===== TASK INPUT
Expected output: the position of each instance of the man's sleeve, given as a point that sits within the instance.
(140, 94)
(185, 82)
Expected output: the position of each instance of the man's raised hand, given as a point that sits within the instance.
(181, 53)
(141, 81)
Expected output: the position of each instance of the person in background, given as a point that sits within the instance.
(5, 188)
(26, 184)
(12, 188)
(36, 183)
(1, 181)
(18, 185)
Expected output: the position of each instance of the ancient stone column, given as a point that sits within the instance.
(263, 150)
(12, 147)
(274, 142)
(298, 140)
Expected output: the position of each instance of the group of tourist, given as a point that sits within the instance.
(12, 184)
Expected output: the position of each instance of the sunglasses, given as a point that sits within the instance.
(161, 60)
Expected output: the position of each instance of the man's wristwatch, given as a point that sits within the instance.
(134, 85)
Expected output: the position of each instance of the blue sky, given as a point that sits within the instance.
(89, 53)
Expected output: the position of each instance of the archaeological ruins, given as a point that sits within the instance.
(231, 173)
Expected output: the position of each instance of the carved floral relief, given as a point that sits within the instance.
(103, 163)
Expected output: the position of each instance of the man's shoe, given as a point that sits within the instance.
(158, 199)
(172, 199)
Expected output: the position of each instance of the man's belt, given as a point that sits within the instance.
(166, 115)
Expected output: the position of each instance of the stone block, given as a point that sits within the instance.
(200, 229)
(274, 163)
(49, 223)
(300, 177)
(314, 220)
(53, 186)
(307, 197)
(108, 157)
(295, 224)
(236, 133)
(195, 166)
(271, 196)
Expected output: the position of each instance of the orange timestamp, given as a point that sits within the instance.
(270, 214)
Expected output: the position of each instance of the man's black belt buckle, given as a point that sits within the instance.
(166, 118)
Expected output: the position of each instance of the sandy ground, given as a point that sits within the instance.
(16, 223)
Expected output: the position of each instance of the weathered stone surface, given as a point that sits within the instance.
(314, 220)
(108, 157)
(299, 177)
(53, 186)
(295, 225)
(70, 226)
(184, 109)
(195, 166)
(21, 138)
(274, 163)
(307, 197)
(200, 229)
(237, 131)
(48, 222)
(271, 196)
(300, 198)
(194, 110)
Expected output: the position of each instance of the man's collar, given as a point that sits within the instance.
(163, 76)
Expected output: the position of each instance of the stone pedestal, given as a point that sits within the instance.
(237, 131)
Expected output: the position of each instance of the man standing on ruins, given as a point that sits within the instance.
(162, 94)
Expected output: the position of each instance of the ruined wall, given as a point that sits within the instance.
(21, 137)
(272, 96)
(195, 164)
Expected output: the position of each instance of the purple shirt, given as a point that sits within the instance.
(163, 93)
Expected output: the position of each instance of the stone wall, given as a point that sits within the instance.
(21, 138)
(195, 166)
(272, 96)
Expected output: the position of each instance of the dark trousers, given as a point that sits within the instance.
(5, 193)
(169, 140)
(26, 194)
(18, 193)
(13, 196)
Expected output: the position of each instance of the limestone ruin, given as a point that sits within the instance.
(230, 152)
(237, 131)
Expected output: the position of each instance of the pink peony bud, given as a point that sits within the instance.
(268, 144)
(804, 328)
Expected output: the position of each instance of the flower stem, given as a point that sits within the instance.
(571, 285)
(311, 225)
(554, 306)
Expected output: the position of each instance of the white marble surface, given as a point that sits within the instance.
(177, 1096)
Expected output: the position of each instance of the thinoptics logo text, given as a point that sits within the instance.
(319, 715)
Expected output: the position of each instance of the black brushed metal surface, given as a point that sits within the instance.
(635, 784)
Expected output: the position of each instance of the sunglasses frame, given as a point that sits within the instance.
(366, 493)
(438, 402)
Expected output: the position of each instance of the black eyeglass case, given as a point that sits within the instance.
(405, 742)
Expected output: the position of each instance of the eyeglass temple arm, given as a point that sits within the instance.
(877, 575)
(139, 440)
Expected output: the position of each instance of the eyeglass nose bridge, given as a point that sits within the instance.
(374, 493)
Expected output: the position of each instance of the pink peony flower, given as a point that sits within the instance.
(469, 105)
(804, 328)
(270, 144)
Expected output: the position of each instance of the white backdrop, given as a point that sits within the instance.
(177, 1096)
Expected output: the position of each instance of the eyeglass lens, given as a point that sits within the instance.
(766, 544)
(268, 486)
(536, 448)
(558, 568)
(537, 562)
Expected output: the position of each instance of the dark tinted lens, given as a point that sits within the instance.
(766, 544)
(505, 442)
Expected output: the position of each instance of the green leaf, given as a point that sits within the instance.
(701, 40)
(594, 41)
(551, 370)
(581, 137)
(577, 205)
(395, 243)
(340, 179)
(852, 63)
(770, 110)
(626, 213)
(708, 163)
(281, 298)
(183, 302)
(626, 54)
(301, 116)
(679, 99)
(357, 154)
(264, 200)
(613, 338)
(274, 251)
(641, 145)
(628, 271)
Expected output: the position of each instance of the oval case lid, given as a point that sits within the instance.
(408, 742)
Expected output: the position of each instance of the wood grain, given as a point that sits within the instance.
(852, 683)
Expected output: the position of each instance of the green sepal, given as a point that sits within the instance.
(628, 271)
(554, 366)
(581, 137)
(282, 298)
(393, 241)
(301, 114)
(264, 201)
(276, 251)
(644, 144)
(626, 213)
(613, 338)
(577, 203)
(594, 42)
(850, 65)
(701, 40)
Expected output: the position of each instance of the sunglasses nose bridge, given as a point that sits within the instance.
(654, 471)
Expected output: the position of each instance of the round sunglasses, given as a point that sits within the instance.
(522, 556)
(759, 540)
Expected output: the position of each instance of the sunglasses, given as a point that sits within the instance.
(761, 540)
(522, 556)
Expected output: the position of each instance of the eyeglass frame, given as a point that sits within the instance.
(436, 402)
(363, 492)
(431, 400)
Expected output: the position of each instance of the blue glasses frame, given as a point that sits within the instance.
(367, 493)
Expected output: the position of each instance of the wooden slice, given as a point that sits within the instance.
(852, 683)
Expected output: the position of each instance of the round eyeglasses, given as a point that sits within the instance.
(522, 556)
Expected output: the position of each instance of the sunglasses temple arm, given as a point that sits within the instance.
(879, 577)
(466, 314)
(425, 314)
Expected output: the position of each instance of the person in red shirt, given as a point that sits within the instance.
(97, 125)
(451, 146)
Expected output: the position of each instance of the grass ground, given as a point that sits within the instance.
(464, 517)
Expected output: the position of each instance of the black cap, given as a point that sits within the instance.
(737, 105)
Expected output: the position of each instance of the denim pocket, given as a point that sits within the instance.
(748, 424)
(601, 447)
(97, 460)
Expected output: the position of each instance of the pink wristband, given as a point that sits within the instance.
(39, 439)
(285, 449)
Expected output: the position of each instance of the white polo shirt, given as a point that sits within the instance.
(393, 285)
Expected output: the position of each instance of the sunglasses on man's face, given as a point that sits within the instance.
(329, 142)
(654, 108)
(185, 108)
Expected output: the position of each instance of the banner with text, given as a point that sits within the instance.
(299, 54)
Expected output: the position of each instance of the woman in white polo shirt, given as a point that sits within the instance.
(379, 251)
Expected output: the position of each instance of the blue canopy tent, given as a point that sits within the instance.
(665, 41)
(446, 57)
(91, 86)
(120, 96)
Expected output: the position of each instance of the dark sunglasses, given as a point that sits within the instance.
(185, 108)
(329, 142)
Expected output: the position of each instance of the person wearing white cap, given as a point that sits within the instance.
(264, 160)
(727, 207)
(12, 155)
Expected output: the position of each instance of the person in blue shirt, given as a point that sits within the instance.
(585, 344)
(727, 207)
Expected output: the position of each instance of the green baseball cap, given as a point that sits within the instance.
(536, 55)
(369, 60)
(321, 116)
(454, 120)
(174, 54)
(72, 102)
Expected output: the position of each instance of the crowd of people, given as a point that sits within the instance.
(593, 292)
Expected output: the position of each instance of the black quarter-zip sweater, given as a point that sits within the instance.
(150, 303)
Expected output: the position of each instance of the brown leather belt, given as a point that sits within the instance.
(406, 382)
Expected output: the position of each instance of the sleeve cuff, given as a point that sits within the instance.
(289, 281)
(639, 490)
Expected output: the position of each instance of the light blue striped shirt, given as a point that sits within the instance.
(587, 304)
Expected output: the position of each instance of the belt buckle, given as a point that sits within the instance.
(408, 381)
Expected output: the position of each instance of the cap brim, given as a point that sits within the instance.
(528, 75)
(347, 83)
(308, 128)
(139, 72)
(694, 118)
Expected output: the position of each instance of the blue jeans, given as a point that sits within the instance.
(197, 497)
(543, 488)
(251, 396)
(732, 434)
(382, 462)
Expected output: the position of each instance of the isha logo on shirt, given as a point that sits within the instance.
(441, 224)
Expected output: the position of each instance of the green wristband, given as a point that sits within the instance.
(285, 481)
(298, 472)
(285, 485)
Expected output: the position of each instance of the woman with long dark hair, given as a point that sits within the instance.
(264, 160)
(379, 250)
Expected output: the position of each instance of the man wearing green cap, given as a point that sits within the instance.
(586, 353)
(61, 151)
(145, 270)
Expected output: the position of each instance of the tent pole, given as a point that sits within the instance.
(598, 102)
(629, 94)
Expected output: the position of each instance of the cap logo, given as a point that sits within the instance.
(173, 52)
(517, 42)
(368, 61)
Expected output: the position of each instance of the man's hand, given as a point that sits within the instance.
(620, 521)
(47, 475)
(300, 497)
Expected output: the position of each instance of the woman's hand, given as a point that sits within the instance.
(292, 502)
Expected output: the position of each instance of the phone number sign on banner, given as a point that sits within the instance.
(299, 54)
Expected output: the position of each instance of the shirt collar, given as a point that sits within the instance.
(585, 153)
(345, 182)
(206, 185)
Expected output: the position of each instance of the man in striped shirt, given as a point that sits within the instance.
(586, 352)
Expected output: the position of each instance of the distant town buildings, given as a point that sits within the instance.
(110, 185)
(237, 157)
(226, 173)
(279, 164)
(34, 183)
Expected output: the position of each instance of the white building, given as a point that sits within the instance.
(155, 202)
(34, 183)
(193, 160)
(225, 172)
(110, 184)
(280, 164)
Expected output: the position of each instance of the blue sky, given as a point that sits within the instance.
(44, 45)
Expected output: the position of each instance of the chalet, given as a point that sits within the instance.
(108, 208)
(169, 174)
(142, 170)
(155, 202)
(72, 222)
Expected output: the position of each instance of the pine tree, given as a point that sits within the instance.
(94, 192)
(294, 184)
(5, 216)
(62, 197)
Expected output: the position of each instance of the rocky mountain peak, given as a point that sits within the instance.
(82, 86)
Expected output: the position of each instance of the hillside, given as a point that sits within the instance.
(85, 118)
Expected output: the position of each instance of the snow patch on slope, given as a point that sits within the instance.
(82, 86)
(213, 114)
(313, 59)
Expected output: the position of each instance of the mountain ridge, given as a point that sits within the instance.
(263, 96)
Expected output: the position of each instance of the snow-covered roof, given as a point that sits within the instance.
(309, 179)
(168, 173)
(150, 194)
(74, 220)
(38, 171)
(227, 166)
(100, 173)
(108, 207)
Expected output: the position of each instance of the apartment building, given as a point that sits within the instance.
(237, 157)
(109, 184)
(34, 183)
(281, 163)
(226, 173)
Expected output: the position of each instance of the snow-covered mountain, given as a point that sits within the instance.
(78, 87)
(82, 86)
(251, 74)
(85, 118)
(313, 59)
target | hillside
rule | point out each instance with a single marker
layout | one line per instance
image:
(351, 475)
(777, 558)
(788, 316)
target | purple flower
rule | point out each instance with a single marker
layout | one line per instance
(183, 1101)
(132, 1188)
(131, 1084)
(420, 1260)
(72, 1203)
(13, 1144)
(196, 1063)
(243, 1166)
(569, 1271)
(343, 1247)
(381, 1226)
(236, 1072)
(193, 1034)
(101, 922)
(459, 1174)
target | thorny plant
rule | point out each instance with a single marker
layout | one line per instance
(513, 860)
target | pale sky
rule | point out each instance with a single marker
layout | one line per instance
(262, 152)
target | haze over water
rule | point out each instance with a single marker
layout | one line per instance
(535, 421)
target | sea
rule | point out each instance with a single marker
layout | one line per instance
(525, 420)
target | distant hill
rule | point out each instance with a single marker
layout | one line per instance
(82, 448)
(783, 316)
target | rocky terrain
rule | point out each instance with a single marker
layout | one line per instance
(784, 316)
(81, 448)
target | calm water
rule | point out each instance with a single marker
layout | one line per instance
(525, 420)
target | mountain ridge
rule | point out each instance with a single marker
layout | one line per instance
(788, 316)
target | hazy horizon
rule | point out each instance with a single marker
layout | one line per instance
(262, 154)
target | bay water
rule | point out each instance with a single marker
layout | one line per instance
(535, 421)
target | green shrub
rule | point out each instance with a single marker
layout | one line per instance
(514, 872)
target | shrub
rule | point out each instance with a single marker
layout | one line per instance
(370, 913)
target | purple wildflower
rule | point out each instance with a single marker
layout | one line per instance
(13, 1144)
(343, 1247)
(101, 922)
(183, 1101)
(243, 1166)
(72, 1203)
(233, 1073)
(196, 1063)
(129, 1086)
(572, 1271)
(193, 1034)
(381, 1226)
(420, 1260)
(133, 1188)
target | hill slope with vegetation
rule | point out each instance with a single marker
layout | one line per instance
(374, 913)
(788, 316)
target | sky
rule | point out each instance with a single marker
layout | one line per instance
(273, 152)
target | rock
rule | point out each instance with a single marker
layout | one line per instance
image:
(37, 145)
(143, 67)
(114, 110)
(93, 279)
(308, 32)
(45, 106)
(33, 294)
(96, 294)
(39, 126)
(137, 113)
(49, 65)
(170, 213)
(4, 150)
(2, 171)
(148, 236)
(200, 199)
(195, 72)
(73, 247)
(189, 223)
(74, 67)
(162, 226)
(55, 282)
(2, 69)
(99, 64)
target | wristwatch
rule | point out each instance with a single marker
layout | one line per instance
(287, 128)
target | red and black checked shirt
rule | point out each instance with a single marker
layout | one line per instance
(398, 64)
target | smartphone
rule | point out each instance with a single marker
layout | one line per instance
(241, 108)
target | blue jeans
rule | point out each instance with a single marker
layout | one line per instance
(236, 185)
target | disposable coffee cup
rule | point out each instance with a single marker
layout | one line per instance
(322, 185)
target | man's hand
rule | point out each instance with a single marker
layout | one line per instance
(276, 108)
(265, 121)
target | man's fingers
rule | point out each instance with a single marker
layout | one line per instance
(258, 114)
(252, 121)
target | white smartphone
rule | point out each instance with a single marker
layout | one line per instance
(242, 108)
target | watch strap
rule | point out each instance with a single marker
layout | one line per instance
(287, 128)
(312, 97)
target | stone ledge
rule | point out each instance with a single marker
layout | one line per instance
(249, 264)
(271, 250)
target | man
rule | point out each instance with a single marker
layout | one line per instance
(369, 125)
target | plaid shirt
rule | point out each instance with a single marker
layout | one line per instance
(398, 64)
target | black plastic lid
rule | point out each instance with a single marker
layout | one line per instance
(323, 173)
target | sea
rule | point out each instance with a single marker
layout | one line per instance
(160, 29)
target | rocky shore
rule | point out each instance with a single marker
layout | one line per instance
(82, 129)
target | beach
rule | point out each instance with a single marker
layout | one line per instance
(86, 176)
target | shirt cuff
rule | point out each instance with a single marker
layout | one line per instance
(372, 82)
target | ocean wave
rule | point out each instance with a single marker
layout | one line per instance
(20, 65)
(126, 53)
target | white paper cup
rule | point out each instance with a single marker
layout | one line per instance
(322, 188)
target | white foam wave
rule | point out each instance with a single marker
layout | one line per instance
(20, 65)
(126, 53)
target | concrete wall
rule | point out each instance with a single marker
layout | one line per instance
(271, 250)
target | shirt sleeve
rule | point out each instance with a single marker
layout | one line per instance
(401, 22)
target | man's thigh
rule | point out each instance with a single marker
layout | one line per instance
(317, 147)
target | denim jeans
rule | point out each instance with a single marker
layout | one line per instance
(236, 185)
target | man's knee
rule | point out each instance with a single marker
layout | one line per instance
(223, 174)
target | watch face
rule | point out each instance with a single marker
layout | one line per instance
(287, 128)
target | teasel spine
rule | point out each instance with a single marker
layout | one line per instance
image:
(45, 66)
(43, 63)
==========
→ **DIRECTIVE**: Starting at the line that contains "target | shirt sleeve", print every line through the end of the listing, word for word. Leave out all the rest.

→ **EXERCISE RESULT**:
target | shirt sleeve
rule | point out each instance with a single marker
layout | one line per instance
(401, 22)
target | man's thigh
rule | point out each instance with a single marker
layout | one line per instance
(317, 147)
target | denim jeans
rule | point out each instance with a single marker
layout | one line per instance
(236, 185)
target | man's knee
rule | point out each instance with a single marker
layout | one line per instance
(223, 174)
target | watch face
rule | point out each instance with a single marker
layout | one line per instance
(287, 128)
target | teasel spine
rule | point out each instance with a single marker
layout | one line per instance
image:
(45, 66)
(43, 63)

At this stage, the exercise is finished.